(Data entries)
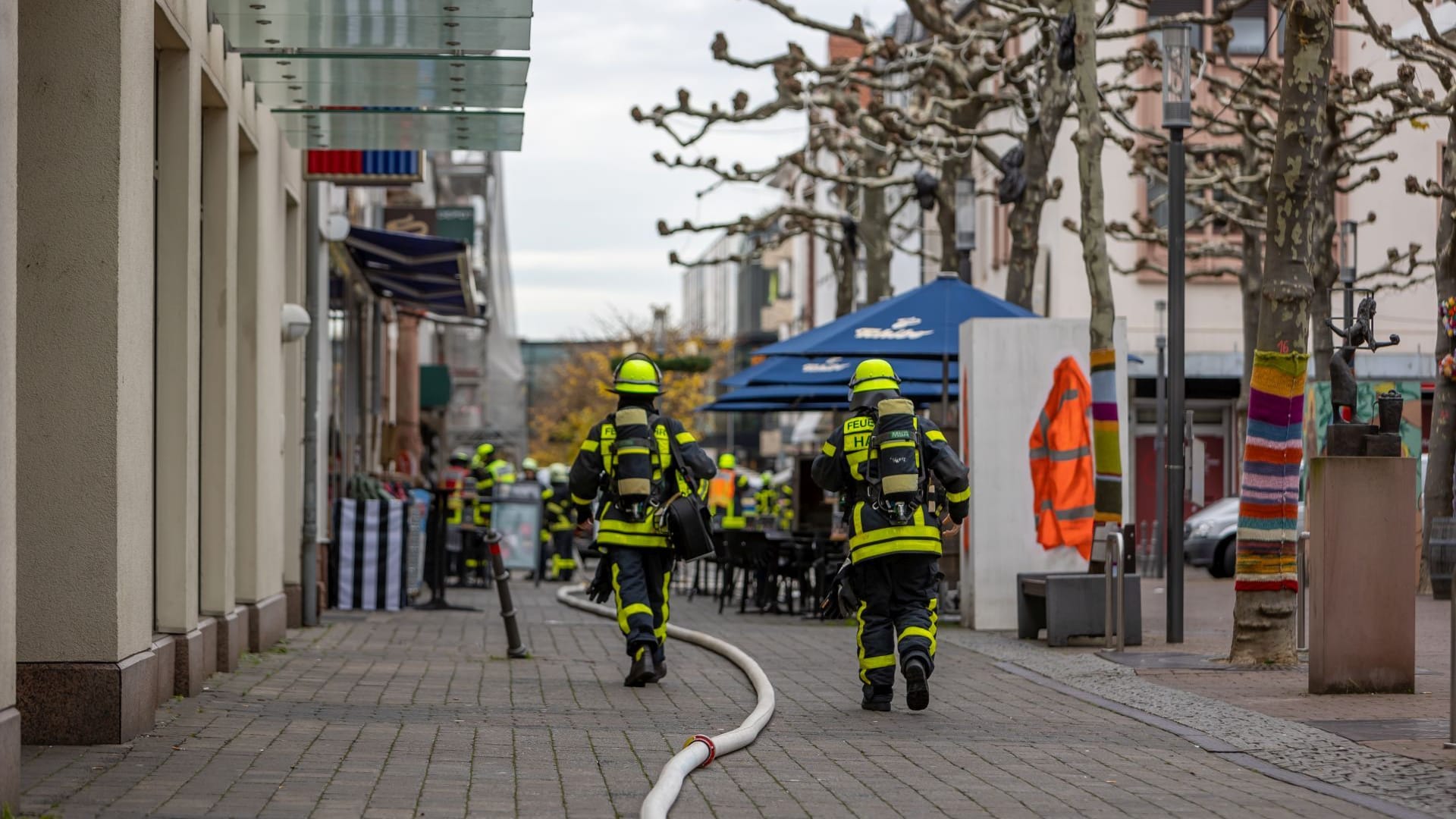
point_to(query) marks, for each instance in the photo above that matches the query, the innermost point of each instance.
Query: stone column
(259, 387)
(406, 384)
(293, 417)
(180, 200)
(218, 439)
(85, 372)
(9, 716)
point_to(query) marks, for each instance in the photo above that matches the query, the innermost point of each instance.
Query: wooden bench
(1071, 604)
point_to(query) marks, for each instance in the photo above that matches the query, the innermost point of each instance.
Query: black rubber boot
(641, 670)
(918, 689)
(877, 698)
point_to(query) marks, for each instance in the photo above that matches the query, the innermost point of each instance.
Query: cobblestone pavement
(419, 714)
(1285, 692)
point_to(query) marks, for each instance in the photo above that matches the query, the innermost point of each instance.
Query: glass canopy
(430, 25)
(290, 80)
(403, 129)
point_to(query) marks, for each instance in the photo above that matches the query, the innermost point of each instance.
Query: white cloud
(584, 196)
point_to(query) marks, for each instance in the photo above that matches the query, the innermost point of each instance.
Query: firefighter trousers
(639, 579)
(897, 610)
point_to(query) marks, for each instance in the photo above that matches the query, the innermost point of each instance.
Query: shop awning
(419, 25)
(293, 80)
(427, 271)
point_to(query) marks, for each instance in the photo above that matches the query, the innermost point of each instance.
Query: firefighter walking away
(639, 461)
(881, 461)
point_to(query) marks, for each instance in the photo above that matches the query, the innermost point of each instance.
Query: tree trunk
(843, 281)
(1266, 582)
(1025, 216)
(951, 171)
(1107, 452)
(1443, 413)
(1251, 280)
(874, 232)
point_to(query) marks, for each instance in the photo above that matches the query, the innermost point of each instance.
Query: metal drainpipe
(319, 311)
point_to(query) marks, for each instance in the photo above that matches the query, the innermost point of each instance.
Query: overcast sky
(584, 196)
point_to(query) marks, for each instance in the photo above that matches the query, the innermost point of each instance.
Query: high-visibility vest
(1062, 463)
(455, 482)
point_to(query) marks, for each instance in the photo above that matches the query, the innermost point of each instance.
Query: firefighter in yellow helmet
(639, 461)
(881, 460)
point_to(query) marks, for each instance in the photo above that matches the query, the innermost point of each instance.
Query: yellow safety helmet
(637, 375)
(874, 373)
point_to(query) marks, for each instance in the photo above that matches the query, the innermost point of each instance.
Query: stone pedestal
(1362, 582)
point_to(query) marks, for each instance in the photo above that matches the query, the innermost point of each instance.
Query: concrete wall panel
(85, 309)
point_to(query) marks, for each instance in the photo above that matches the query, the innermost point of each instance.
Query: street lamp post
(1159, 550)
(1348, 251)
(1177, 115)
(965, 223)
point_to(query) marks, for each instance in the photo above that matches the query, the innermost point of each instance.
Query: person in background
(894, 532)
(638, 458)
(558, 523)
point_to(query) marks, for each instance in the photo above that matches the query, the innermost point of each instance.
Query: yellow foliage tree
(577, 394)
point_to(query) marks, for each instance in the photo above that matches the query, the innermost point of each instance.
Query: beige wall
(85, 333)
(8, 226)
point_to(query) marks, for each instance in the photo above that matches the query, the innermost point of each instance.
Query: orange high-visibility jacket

---

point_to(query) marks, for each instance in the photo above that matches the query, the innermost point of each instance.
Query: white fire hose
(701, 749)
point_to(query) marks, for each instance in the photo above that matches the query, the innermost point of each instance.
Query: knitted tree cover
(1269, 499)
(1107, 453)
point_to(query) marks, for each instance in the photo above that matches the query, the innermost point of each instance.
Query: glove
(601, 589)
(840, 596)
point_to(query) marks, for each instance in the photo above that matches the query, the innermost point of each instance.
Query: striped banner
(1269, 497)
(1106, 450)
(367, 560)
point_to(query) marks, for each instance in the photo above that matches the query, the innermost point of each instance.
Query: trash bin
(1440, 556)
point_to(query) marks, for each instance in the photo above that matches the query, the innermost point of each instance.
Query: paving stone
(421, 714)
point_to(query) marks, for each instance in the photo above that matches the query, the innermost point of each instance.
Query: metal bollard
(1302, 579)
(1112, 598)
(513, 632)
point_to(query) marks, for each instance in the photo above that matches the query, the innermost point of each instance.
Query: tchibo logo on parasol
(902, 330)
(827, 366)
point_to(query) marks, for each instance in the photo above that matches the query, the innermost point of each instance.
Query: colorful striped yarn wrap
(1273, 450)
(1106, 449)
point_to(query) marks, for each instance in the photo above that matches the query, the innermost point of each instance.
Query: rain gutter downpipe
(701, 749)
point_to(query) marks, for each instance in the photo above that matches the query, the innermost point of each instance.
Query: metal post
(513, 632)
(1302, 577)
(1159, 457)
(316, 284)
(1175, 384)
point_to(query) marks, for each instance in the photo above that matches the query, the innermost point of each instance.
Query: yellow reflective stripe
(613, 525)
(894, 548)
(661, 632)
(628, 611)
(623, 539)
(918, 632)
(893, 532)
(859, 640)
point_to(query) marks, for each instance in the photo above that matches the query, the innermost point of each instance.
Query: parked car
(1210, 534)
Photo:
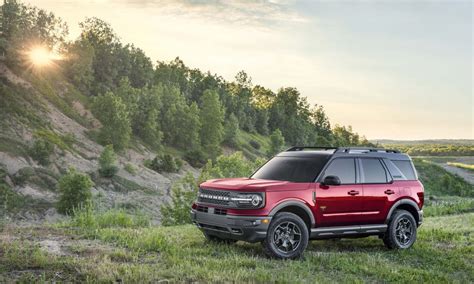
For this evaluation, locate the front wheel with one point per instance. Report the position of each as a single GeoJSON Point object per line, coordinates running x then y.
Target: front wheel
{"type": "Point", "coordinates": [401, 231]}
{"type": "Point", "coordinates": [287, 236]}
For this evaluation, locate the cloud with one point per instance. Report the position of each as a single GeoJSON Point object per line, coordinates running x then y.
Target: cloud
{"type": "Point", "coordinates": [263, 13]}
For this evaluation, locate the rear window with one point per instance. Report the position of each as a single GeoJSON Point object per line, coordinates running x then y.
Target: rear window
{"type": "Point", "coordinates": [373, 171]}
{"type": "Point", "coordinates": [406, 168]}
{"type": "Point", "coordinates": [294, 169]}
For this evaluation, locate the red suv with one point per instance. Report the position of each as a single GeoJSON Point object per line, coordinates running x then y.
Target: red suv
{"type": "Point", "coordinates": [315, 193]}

...

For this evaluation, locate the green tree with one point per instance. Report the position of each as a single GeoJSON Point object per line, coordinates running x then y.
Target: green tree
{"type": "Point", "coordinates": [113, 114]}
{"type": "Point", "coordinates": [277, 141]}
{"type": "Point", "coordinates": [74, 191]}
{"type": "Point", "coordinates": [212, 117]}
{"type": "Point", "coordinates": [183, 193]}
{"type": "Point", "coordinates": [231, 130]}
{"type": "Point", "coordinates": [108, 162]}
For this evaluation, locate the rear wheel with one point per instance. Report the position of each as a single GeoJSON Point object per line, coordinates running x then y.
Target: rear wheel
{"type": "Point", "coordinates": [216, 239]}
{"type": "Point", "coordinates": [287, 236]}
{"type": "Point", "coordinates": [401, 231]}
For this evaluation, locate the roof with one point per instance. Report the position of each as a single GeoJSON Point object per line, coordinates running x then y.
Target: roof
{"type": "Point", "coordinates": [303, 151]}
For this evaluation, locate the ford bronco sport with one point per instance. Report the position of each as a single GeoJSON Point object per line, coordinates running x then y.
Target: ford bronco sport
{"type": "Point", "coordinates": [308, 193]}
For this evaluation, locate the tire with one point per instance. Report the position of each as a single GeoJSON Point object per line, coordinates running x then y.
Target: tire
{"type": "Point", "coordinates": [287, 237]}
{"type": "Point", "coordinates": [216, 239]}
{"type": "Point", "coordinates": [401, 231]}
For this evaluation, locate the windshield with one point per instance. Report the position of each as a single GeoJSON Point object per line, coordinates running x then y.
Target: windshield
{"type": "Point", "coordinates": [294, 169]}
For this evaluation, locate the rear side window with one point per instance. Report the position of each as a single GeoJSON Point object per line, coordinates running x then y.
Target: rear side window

### Exercise directions
Copy the lines above exactly, from the line containing "For this evaluation, locate the rear side" up to and including the line containing "Target: rear side window".

### Final answer
For this evaluation, locate the rear side window with one point per instance. Report the position of each as a single GeoJSON Point object per line, coordinates running x then y.
Target: rear side window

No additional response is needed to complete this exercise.